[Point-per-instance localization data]
━━━

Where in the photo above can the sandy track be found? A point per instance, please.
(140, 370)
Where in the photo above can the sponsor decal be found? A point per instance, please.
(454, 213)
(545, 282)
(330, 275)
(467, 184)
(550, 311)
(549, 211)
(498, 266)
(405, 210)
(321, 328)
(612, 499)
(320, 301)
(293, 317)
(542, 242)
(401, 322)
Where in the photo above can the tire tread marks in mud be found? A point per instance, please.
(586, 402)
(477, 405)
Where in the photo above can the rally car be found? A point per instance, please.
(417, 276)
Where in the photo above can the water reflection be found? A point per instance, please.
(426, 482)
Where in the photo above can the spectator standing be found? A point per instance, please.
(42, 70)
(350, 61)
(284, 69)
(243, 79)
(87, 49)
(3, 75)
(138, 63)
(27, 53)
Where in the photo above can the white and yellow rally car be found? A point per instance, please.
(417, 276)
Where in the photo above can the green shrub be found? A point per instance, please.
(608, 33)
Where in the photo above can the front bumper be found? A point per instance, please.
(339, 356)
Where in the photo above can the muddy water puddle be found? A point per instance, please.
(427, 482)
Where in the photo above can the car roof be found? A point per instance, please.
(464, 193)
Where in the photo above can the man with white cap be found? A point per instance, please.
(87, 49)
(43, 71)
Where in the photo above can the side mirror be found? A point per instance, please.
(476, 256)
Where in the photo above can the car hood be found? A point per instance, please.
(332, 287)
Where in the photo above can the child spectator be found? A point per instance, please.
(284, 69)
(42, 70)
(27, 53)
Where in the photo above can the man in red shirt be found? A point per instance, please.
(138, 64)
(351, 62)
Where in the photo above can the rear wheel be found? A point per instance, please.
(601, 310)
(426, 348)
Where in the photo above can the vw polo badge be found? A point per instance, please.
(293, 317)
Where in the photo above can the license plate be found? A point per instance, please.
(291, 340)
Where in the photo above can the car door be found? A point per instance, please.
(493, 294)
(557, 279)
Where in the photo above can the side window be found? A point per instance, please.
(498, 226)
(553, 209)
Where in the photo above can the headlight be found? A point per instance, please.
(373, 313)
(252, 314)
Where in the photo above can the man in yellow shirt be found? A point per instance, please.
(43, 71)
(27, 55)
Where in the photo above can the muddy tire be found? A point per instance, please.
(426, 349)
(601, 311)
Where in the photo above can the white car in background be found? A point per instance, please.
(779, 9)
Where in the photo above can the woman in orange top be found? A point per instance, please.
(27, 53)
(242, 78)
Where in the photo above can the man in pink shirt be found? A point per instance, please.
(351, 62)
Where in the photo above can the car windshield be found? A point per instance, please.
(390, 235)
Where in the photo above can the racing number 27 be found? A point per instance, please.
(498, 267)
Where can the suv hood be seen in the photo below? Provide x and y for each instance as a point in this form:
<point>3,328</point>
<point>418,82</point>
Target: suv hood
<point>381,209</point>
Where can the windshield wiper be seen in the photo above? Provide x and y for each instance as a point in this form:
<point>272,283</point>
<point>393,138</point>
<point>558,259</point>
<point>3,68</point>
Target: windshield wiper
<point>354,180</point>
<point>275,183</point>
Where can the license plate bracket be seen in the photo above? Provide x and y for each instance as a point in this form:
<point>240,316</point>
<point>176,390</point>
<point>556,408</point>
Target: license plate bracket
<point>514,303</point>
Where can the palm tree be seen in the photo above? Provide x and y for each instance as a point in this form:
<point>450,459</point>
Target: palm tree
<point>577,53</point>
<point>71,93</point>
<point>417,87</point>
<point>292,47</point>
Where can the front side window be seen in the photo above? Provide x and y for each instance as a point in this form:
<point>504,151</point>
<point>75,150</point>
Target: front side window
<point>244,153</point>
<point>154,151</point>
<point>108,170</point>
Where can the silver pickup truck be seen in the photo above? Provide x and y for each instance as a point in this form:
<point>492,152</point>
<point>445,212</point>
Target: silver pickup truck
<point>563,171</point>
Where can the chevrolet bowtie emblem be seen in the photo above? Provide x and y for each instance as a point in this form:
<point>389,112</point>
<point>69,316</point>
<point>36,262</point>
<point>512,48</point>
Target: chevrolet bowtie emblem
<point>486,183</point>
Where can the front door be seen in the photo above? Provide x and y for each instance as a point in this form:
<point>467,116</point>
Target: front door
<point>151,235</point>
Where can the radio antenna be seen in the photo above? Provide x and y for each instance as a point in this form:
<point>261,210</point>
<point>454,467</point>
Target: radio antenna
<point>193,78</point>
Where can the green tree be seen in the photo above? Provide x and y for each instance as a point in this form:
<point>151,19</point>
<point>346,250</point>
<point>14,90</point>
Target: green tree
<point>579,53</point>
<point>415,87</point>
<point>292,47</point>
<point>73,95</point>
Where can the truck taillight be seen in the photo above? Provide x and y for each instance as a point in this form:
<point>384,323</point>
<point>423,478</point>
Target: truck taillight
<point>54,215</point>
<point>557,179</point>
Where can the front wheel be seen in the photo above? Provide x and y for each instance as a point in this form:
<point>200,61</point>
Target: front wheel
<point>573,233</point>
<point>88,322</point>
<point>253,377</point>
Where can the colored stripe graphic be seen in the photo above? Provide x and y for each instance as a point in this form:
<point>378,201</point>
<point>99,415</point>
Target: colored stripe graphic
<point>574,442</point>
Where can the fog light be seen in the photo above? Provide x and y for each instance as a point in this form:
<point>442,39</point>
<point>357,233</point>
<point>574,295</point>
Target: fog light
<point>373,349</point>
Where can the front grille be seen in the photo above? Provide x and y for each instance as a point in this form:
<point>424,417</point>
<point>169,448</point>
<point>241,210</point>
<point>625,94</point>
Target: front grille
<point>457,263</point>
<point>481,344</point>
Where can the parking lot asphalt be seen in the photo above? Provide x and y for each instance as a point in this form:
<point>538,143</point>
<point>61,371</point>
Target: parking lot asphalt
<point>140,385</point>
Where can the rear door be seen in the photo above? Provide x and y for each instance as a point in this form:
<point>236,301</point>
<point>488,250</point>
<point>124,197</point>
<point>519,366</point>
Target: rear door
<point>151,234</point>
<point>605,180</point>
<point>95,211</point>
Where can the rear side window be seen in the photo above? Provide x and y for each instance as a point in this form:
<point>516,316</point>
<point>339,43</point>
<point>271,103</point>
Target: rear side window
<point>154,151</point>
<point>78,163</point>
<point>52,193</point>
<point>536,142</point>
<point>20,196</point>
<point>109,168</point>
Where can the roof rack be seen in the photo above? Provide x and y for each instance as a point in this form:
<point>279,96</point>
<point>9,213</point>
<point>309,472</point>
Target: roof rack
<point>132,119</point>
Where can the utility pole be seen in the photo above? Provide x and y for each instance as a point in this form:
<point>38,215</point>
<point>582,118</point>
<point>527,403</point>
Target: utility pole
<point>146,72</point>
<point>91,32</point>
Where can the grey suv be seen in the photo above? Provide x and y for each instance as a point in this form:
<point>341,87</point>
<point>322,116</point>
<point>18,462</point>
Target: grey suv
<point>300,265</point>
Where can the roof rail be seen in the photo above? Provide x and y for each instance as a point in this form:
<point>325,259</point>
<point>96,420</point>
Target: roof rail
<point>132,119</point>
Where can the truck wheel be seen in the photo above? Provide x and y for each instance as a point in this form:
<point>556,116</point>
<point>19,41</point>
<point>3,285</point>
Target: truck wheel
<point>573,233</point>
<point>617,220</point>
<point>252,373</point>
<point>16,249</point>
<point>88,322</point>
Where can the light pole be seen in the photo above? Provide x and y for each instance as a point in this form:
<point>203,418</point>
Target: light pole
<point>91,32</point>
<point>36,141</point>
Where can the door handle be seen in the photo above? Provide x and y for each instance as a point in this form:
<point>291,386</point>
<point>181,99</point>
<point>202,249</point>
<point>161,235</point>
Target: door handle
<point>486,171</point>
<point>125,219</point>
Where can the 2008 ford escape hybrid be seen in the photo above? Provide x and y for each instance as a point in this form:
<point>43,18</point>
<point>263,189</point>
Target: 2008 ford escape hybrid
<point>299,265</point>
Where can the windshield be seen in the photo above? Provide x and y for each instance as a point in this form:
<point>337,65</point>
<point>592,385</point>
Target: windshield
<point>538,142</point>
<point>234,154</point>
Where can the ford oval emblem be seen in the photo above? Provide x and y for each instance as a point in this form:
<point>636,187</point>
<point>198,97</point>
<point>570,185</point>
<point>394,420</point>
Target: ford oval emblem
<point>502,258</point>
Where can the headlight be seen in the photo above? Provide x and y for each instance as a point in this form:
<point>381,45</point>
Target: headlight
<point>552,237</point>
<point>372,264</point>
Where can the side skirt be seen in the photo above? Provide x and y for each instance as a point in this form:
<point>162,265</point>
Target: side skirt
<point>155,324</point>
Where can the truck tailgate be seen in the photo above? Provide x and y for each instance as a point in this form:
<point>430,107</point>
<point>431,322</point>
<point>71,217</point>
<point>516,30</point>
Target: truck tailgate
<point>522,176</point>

━━━

The lines above, starting at the one with "<point>556,116</point>" and ending at the one with "<point>161,235</point>", are the only ones to return, exactly as written.

<point>556,116</point>
<point>19,41</point>
<point>3,285</point>
Target: truck wheel
<point>573,233</point>
<point>617,220</point>
<point>252,373</point>
<point>16,249</point>
<point>88,322</point>
Where can the light pole be seen in the photo above? Provide x and y for each instance as a point in this form:
<point>203,418</point>
Target: light pole
<point>91,32</point>
<point>36,141</point>
Where can the door handle be seen in the photo above? Provide x and y for each instance as a point in this form:
<point>291,386</point>
<point>181,99</point>
<point>202,249</point>
<point>161,235</point>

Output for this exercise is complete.